DIRECTIONS
Pull out each line below that contains the word "stripe" and copy those lines unchanged.

* BEGIN *

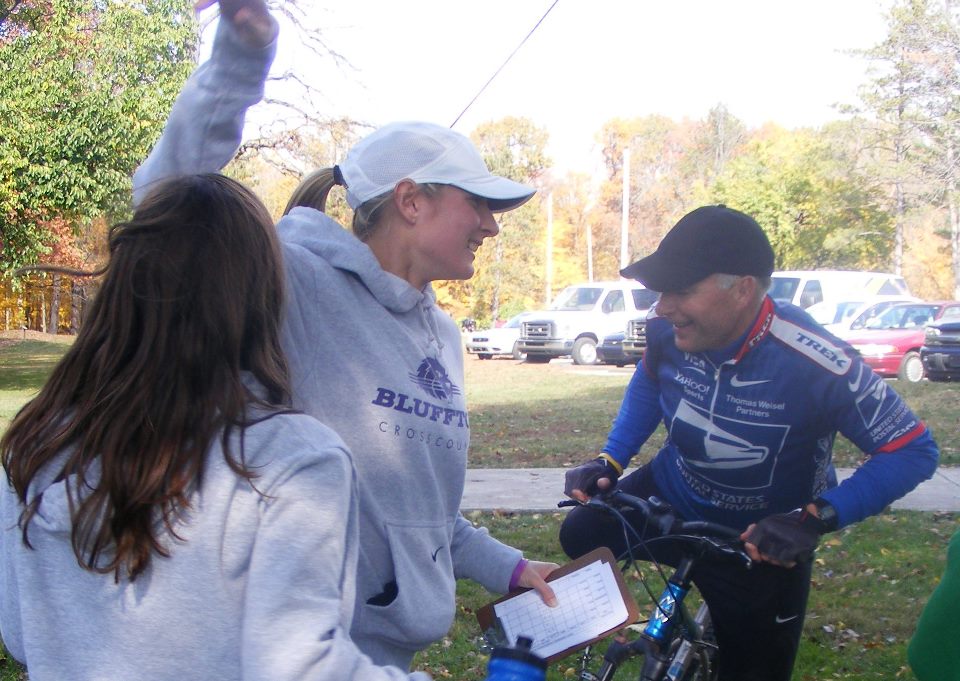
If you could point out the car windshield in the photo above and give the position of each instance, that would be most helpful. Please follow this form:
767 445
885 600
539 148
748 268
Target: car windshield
783 288
833 313
577 298
644 298
903 317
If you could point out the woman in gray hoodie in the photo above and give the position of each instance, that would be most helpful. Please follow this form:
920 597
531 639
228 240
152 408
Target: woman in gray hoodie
371 355
160 483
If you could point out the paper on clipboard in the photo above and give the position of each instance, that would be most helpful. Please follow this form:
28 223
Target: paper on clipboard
589 603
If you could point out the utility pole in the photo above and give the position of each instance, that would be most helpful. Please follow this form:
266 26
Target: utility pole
625 211
548 293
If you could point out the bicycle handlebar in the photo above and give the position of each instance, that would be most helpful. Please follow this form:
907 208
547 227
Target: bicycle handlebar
666 521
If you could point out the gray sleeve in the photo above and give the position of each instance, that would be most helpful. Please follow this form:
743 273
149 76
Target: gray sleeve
301 571
206 123
480 557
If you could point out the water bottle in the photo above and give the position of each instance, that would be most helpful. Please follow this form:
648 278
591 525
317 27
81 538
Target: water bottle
516 664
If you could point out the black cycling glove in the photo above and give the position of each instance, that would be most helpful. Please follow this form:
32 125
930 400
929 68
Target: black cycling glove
584 477
788 537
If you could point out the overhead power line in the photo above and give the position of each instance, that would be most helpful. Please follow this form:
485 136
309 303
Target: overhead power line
497 72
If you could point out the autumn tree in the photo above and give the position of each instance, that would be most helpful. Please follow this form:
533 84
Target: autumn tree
85 90
818 210
507 269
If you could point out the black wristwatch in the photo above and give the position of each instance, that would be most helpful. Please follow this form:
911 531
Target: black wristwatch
826 514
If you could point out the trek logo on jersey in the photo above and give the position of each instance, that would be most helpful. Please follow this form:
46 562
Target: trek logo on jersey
816 347
433 378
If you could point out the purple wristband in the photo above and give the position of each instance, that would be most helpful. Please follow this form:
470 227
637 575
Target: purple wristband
517 571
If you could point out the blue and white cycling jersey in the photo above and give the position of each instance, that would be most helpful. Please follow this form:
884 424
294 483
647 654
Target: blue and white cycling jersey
751 427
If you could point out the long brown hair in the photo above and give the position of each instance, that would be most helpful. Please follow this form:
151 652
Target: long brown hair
190 303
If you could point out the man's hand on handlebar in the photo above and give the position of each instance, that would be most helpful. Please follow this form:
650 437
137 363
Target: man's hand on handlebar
784 539
582 482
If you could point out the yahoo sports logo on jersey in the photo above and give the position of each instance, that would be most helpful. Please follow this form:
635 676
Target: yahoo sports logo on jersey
433 378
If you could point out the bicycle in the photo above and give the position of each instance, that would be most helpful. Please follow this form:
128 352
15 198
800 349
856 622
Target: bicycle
675 645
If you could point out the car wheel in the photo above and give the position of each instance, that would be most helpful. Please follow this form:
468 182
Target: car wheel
911 368
584 351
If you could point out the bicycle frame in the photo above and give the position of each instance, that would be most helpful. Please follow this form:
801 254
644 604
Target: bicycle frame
672 641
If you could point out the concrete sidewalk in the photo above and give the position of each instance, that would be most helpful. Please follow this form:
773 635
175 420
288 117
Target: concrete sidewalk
539 489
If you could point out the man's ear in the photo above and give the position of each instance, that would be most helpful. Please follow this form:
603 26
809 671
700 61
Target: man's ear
746 287
407 200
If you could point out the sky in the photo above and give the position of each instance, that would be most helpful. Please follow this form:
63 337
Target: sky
589 61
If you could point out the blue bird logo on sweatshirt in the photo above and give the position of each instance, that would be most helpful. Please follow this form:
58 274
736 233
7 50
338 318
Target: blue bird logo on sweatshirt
432 377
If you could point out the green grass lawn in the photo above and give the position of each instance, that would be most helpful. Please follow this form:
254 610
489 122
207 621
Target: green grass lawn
870 580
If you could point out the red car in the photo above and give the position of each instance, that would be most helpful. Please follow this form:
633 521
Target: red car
890 343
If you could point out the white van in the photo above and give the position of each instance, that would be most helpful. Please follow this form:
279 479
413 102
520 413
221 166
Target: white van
806 287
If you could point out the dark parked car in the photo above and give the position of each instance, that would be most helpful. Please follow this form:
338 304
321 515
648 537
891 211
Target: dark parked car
940 353
610 351
890 343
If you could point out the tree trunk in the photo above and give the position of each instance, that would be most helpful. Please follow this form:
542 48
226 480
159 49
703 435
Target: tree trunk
55 306
77 296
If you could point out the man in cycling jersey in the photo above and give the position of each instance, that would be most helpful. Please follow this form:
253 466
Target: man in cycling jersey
752 393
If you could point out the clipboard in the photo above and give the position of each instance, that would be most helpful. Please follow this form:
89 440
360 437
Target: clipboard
489 621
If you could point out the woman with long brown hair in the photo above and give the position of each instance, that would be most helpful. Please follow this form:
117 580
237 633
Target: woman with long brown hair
168 516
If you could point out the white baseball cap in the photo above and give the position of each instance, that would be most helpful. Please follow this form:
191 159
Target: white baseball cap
424 152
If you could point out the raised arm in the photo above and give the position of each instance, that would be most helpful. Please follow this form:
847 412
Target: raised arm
206 123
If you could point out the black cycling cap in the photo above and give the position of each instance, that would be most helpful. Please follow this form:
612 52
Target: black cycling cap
708 240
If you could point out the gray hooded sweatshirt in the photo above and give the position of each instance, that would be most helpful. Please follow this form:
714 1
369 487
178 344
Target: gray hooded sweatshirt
374 359
246 593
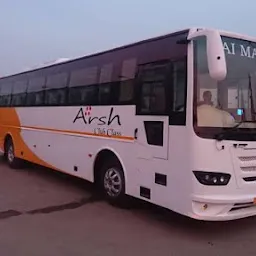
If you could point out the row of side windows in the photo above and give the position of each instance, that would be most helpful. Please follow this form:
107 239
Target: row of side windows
160 84
88 86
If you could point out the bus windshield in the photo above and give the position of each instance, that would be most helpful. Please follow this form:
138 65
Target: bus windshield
223 105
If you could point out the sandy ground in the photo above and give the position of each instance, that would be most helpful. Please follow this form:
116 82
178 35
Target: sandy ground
46 213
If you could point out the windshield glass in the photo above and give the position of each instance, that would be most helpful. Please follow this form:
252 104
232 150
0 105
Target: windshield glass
222 105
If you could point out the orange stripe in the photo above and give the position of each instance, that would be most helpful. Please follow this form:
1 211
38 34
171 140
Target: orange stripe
72 132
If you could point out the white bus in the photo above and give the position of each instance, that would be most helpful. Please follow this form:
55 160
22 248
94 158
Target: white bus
169 120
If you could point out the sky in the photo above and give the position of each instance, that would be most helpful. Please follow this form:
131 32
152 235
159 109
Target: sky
35 32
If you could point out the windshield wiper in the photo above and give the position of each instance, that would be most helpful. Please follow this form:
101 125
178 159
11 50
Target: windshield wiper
222 135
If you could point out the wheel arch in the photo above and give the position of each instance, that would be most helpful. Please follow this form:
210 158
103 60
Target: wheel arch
101 156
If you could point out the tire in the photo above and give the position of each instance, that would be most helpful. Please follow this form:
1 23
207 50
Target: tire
13 162
112 183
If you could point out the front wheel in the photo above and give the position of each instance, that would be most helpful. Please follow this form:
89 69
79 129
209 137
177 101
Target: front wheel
113 182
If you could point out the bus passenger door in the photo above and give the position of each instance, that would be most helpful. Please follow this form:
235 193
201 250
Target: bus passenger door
152 121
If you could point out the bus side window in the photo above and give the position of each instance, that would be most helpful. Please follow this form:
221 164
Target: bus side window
19 93
35 91
56 88
127 83
83 87
179 93
5 94
152 86
105 95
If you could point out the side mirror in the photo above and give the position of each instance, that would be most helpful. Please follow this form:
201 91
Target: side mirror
215 52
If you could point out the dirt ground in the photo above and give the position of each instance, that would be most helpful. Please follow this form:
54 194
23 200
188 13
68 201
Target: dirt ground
46 213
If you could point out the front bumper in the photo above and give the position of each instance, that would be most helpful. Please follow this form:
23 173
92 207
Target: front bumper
223 208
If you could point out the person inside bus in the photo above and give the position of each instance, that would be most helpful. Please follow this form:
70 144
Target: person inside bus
210 116
207 99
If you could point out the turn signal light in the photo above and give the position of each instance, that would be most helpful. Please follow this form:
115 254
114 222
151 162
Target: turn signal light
212 178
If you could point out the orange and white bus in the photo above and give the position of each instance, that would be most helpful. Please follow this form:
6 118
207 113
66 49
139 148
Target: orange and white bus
169 120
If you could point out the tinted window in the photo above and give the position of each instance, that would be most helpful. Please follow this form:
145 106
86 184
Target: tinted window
56 89
35 91
19 93
152 80
83 89
179 93
5 94
105 95
126 89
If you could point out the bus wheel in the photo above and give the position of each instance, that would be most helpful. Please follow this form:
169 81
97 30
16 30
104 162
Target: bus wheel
113 182
12 161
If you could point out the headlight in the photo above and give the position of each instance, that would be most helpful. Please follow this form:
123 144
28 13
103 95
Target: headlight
212 178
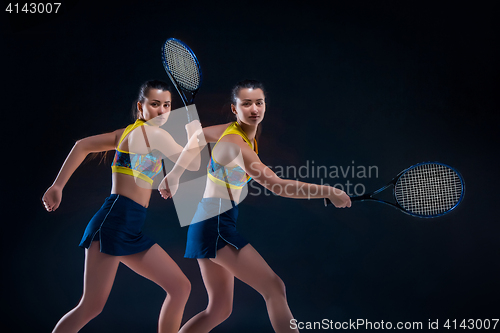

* END *

SOLUTION TO THIS TASK
If you could point out the orange stripe in the photo above and give the position of each instance, that would be most helpful. Please follow this form:
Target: orange stripe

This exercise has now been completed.